• _Your objective_: Print the records below exactly, omitting all pictures.

• _Provided records_:
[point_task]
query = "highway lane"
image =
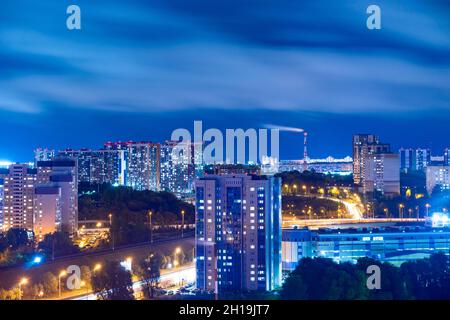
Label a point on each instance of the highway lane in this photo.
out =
(168, 278)
(10, 277)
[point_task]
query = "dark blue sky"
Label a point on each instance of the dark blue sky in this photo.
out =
(140, 70)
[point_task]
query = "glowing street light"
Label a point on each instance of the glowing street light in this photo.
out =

• _Answer to this problem_:
[point_task]
query = "highway lane"
image =
Label a point on each instance of the highway lane in this photo.
out =
(168, 278)
(10, 277)
[point_task]
query = "dark blue sky"
Label a point on each instance of the dark blue sky in this photo.
out =
(140, 70)
[point_task]
query = "glowing street light"
Label a point on each instance of the glowing street light in this photo.
out =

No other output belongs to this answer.